# WHAT THE TASK REQUIRES
Go through the data underneath and report how many lines hold the string "stainless", giving only the number.

[Collected data entries]
=== Section Start ===

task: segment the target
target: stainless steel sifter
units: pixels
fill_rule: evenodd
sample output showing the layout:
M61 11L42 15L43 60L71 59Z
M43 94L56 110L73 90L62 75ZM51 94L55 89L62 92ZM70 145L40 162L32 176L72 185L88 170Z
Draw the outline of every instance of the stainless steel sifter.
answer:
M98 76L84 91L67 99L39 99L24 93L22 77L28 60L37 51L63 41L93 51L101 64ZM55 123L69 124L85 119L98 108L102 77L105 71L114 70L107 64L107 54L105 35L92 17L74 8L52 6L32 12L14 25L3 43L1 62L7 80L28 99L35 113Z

=== Section End ===

# RESULT BELOW
2